**SELECTED TEXT**

⁂

How-to: Improve Apache HBase Performance via Data Serialization with Apache Avro – Cloudera Engineering Blog
Taking a thoughtful approach to data serialization can achieve significant performance improvements for HBase deployments.
The question of using tall versus wide tables in Apache HBase is a commonly discussed design pattern (see reference here and here). However, there are more considerations here than making that simple choice. Because HBase stores each column of a table as an independent row in the underlying HFiles, significant storage overhead can occur when storing small pieces of information. For example, in storing a simple Boolean column, there can be 35 (or more) bytes stored to disk (depending on the key size, column family, and so on). This overhead can become quite significant for overall I/O and network utilization, especially if multiple columns are read and written together within a transaction.

⁂

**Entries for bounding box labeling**
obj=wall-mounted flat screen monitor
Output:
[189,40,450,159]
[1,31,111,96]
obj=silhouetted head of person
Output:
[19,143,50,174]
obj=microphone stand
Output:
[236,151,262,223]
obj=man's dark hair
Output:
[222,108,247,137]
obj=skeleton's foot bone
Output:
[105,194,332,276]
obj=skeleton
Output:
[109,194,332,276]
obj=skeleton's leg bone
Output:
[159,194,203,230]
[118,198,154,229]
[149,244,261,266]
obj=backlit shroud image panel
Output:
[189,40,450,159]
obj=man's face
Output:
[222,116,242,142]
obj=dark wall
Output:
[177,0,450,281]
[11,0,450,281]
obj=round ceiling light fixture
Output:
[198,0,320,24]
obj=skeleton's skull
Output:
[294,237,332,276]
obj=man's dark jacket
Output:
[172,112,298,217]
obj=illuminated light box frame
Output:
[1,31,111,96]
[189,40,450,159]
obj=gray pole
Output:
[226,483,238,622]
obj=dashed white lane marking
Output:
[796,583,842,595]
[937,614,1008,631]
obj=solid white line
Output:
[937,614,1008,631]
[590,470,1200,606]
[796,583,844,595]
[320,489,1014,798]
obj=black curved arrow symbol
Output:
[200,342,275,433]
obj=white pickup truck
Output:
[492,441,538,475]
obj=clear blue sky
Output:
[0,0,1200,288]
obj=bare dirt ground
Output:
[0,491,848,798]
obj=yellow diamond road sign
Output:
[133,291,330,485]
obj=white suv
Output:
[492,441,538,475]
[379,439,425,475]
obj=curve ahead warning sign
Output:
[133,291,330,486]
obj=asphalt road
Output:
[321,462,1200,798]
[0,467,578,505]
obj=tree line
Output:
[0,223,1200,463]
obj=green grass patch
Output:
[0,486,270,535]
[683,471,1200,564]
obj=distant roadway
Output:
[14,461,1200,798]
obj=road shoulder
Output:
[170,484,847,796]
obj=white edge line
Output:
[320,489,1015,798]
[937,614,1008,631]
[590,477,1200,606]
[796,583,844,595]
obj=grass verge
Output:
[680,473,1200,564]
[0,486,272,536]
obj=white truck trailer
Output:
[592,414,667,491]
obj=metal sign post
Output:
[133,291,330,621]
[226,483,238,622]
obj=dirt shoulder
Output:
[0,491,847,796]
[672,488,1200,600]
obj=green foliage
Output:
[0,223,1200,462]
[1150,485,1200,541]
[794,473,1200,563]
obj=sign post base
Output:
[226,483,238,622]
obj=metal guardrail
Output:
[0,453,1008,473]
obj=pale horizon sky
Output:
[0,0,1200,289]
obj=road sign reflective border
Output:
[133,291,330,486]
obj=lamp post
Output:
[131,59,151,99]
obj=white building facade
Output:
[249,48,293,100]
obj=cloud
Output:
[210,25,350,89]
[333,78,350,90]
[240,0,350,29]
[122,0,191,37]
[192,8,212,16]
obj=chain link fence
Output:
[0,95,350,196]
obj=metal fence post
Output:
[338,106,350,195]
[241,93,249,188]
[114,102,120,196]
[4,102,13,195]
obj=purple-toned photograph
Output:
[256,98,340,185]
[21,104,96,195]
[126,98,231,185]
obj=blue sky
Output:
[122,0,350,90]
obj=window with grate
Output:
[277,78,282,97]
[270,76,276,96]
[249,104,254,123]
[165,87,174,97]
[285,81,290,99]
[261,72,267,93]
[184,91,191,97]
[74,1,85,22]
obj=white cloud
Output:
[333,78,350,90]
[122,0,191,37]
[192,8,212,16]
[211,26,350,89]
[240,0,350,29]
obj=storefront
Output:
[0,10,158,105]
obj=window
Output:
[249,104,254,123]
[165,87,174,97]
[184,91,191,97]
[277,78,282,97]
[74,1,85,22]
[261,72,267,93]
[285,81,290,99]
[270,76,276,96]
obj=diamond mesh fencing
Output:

⁂

**PROBLEM DESCRIPTION**
In the HBase serialization article, how many bytes can a simple Boolean column take on disk?

**FULL RESPONSE**
35 bytes or more, depending on the key size, column family, and so on.